> [Given text]
• • • •
Friday, 1 August 2008

Not a great way to spend life, is it? (Matt 26:75)

But this is the UK... a nation of animal lovers and there are moves to change the circumstances these animals live under, but at the moment the situation is that poultry scientists have bred chickens which grow fast. As they grow, their living space – smaller than an A4 piece of paper for each bird – gets more and more cramped as they near the end of their short lives. With around 17 birds packed into each square metre they have barely enough space to walk, preen, stretch their wings or even turn around.

Such cramped conditions and rapid growth cause severe welfare problems. Chronic lameness is common – one third of chickens have difficulty walking without pain. The stress on their hearts and lungs can cause heart failure. About 5% die or have to be culled prematurely. A typical chicken shed holds 40,000 birds, they never set foot outside or see natural light, they feed around the clock - with as little as one hour of darkness for every 24 hour period but there is a plus point... our chickens and eggs are cheap!
• • • •
> [What this exercise asks]
[1] According to the text on chicken welfare, how many birds does a typical chicken shed hold?
[2] Rewrite the passage of the chicken welfare text that opens with "Friday, 1 August" and closes with "even turn around.", switching "poultry scientists" to "farmers".
You can complete this without the listing that follows.

> [Supplied entries]
• • • •
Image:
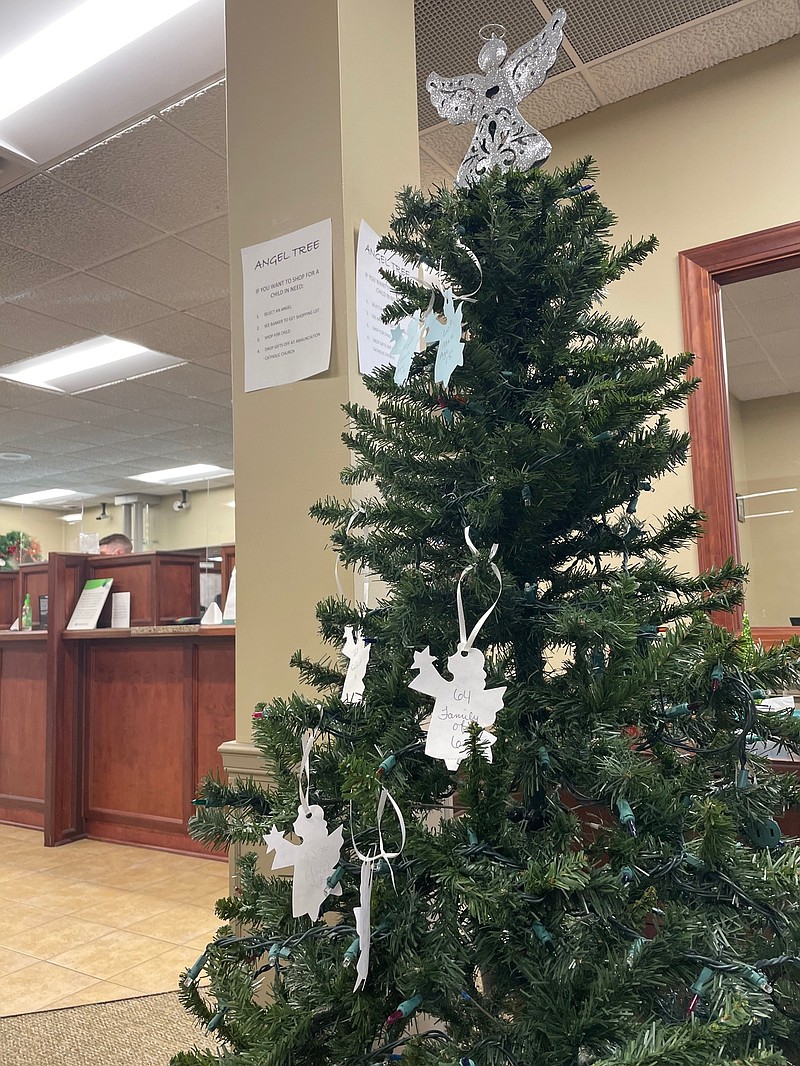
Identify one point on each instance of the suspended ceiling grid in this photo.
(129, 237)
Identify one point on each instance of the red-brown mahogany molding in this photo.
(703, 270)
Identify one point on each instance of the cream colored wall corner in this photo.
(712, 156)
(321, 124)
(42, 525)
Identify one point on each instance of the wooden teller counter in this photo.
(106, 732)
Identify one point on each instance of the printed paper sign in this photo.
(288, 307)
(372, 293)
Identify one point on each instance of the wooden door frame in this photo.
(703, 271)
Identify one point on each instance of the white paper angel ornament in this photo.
• • • •
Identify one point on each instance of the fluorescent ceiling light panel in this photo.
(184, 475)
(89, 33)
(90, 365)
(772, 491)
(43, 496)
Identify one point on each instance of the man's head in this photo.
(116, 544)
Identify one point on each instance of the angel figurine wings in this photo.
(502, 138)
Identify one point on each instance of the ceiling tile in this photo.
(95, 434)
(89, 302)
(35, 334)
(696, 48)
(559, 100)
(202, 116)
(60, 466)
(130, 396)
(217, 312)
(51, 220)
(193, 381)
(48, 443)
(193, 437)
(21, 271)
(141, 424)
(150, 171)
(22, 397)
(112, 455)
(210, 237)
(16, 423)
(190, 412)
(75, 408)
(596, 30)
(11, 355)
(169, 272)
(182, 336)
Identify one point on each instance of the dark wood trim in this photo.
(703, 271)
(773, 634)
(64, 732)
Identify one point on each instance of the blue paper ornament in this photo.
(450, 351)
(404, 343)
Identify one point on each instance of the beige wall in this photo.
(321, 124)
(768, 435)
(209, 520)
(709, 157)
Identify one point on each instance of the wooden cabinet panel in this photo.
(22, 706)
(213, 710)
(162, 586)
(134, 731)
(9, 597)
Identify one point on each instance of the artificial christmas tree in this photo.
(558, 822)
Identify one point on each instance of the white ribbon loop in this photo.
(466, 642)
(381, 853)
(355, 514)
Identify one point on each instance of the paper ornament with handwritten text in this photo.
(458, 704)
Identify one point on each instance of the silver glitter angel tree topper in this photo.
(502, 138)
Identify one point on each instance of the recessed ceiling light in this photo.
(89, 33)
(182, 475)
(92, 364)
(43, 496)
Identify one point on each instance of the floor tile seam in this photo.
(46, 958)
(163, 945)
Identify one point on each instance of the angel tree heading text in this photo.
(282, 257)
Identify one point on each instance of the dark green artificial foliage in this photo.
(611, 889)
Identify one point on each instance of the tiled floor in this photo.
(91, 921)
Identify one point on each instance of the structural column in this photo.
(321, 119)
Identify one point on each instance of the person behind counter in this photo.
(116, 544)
• • • •
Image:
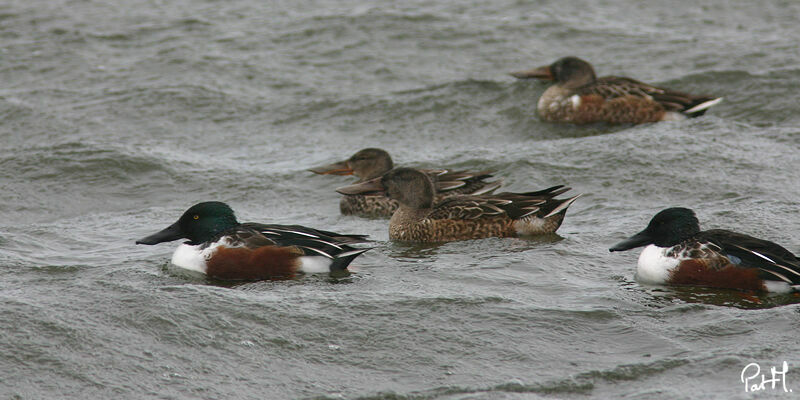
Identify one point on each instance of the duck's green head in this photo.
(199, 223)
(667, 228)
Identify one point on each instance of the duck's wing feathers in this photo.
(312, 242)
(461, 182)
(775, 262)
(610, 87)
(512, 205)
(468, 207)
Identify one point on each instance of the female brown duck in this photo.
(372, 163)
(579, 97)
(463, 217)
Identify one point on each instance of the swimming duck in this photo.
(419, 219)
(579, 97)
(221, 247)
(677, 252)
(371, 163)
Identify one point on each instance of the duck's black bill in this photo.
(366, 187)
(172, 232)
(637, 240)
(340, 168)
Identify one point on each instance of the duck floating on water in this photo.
• • • •
> [Task-by-task solutions]
[1] A typical chicken shed holds 40,000 birds.

[2]
Friday, 1 August 2008

Not a great way to spend life, is it? (Matt 26:75)

But this is the UK... a nation of animal lovers and there are moves to change the circumstances these animals live under, but at the moment the situation is that farmers have bred chickens which grow fast. As they grow, their living space – smaller than an A4 piece of paper for each bird – gets more and more cramped as they near the end of their short lives. With around 17 birds packed into each square metre they have barely enough space to walk, preen, stretch their wings or even turn around.